▶ **Task to carry out**: Return every line of the records below that contains the word "curb".

▶ **Input**:

════

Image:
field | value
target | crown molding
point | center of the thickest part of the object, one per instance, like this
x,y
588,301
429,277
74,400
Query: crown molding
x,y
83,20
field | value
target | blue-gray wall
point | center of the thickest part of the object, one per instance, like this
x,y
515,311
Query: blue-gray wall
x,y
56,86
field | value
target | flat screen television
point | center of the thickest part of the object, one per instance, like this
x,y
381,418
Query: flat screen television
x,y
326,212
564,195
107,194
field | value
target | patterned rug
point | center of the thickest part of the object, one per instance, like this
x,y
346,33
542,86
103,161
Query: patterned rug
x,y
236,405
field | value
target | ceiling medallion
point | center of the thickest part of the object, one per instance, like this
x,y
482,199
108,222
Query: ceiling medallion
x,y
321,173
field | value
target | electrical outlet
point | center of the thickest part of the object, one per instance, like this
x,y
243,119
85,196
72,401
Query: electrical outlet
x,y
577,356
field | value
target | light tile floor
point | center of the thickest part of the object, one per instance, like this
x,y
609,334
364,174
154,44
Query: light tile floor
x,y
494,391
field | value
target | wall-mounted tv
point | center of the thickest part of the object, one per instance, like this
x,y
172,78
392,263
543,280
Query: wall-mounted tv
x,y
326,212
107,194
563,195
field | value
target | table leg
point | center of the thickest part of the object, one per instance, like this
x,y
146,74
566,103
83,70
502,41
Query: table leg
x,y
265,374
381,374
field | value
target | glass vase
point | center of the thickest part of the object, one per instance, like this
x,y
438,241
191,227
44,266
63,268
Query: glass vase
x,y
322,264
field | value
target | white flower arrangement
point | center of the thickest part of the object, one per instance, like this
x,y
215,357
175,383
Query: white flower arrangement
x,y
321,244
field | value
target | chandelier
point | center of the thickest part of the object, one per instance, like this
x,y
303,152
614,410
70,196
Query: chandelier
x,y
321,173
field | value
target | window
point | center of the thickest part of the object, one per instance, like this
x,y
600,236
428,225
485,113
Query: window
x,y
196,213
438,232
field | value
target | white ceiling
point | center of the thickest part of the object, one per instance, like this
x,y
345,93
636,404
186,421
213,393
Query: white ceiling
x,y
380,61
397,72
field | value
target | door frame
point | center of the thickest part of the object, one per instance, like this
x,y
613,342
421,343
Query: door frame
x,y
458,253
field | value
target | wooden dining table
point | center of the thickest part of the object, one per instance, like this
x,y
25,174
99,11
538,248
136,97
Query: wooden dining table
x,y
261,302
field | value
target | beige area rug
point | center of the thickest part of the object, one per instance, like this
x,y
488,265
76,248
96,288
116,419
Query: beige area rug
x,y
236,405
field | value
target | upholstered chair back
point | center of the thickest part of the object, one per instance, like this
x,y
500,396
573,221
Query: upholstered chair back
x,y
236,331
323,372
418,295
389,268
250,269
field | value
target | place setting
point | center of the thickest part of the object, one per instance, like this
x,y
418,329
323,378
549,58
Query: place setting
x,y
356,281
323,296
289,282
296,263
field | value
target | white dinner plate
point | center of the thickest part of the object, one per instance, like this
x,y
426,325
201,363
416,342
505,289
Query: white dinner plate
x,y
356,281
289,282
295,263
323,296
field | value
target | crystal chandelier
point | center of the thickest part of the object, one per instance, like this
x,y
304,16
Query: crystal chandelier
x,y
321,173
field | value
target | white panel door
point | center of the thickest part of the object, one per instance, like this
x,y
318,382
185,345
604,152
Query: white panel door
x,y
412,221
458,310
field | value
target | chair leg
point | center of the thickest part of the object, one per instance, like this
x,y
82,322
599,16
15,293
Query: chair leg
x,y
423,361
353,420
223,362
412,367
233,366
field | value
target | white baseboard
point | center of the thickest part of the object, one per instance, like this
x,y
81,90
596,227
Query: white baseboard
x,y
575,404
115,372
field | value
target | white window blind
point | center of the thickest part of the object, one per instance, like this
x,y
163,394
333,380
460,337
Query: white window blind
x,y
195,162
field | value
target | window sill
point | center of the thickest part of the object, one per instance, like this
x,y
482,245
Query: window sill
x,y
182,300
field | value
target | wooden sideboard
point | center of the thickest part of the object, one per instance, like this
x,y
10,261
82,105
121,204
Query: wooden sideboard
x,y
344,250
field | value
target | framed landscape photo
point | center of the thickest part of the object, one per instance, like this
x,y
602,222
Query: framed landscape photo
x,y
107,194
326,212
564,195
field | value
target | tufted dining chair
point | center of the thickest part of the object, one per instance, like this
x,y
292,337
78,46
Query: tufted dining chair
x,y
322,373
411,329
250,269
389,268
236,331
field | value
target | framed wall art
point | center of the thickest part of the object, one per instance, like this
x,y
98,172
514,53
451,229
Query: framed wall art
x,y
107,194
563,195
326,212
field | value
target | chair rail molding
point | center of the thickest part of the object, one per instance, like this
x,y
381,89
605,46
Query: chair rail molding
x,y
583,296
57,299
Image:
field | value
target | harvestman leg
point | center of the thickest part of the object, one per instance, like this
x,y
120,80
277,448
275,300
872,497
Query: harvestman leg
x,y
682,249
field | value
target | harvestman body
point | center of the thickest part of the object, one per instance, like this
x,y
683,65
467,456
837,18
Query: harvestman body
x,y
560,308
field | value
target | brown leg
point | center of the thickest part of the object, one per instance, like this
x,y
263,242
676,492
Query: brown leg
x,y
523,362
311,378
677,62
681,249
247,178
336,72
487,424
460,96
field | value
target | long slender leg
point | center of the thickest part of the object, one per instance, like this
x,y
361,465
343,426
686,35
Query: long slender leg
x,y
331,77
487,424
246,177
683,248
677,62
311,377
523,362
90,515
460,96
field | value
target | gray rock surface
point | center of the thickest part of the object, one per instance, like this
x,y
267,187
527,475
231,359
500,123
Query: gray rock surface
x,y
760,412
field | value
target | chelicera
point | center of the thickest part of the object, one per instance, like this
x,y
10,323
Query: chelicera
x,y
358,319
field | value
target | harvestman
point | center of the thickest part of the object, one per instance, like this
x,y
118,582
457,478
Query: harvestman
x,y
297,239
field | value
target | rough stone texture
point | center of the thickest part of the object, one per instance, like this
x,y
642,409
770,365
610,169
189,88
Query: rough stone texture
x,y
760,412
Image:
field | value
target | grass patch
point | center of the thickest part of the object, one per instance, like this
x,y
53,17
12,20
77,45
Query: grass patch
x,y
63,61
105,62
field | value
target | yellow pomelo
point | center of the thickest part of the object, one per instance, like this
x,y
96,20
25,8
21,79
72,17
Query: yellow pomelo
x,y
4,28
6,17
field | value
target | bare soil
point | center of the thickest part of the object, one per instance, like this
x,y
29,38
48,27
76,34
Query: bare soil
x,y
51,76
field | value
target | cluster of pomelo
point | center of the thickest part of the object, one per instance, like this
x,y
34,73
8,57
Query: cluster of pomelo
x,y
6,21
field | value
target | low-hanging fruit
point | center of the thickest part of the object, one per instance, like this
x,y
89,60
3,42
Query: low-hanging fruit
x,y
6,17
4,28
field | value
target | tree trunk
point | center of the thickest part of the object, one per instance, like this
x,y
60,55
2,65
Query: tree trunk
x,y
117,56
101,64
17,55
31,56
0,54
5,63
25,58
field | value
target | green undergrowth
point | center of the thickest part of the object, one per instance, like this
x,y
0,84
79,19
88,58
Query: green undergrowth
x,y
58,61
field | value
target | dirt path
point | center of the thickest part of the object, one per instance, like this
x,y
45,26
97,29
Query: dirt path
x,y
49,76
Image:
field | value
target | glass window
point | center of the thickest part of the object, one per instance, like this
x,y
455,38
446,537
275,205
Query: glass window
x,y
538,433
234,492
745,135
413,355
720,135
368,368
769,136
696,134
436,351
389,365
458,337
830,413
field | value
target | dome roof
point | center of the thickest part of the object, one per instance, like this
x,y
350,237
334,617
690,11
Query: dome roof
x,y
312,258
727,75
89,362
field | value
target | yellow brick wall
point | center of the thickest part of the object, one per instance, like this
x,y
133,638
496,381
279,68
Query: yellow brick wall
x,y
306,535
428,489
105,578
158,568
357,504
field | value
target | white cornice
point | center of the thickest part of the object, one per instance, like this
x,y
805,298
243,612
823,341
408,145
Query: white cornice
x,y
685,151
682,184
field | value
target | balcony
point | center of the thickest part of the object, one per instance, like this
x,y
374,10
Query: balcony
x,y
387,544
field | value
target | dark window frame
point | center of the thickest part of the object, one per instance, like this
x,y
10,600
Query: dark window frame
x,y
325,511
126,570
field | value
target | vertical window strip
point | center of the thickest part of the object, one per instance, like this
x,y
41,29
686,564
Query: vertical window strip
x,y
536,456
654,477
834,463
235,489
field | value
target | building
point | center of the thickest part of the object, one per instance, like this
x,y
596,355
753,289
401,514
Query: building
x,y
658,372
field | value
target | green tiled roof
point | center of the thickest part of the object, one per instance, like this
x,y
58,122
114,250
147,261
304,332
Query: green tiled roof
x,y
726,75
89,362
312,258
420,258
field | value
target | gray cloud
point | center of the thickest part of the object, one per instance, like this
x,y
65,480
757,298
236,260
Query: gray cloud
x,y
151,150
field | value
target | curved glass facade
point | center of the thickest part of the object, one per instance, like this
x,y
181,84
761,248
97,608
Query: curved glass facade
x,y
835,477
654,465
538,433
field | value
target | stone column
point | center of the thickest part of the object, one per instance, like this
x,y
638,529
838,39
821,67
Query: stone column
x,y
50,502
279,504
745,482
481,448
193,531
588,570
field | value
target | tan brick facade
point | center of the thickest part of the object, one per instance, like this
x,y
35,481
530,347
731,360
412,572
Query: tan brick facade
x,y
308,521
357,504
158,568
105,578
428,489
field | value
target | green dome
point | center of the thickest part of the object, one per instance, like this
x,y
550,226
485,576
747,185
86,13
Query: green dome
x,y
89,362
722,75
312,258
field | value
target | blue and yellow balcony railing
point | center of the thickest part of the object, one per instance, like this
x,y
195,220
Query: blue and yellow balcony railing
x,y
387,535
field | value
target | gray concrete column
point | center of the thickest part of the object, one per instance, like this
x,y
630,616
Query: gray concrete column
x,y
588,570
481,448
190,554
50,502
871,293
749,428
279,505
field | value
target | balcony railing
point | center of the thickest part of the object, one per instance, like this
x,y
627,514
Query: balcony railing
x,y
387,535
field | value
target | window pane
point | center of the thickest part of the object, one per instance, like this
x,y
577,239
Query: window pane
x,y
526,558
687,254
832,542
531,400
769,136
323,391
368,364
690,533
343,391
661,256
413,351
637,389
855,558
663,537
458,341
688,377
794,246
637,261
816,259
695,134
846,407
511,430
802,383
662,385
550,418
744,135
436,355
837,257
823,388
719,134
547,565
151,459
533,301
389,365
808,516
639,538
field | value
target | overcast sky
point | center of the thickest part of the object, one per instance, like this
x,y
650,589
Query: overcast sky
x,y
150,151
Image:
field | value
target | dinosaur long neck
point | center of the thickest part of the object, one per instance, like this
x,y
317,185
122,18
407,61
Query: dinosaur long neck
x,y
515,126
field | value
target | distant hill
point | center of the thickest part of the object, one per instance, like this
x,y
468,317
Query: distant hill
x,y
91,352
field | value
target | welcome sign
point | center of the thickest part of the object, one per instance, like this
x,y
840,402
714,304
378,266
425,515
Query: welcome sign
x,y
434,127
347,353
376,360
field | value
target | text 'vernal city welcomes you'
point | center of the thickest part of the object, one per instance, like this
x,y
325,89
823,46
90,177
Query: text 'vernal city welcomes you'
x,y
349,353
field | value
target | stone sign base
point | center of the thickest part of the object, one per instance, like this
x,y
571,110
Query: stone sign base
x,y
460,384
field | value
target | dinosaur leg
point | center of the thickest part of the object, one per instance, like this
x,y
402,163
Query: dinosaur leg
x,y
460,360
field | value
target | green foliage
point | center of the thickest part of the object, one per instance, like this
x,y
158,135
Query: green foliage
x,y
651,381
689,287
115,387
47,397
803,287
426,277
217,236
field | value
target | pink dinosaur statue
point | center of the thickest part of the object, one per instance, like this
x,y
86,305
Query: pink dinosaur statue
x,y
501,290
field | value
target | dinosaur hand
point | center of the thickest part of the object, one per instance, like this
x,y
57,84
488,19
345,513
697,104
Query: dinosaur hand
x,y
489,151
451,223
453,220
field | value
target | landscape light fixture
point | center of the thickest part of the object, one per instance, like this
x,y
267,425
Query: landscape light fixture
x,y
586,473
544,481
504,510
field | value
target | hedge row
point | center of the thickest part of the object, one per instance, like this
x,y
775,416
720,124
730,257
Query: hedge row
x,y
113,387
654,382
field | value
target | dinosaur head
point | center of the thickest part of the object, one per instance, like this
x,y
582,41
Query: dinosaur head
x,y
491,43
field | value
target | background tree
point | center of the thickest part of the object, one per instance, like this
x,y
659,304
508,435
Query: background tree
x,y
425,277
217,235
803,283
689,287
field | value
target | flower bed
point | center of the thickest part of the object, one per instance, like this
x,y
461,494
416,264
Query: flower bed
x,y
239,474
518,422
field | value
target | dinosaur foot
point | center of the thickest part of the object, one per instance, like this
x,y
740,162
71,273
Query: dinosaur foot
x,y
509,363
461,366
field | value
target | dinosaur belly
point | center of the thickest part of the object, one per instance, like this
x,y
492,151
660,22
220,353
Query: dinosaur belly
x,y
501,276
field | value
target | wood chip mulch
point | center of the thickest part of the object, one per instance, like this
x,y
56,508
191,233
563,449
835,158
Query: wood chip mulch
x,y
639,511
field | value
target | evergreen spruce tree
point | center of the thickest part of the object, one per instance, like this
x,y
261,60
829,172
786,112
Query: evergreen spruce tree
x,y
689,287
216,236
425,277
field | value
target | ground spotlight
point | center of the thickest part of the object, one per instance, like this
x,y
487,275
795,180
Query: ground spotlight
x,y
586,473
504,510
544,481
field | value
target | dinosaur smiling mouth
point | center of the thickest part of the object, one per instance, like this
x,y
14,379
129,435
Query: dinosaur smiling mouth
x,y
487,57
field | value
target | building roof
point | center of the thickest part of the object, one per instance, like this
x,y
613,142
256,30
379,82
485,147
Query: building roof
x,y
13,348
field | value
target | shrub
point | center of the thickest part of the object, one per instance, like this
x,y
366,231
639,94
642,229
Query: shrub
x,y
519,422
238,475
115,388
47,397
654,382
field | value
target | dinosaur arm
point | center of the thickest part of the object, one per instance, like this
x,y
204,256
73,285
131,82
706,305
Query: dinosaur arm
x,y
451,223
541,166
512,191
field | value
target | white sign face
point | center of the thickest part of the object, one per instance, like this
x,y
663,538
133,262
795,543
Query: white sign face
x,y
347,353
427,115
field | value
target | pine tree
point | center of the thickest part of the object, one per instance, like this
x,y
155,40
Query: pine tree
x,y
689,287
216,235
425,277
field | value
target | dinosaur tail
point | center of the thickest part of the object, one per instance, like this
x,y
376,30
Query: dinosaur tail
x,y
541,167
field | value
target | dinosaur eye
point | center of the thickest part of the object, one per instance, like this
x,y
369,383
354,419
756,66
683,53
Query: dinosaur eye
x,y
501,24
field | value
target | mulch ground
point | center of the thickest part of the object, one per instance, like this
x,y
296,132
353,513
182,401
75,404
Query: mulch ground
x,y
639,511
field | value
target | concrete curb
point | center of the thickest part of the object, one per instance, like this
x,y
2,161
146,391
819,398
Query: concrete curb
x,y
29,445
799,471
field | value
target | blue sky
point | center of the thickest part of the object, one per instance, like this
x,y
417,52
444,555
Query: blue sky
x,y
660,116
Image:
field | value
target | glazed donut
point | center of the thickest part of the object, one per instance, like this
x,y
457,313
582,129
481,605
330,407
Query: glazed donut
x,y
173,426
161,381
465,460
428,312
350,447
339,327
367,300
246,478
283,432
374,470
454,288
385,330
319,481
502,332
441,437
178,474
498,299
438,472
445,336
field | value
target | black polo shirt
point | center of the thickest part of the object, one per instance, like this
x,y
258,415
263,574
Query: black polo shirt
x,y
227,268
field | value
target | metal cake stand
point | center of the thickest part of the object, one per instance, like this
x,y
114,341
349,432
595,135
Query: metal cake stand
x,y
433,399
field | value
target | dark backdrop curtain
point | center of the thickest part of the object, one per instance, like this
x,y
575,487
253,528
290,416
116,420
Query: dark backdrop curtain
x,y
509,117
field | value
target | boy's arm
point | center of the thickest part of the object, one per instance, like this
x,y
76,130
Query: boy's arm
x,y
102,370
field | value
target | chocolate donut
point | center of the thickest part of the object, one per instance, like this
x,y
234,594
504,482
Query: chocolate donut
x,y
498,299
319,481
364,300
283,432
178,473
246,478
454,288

════

▶ **Full answer**:
target | concrete curb
Query: concrete curb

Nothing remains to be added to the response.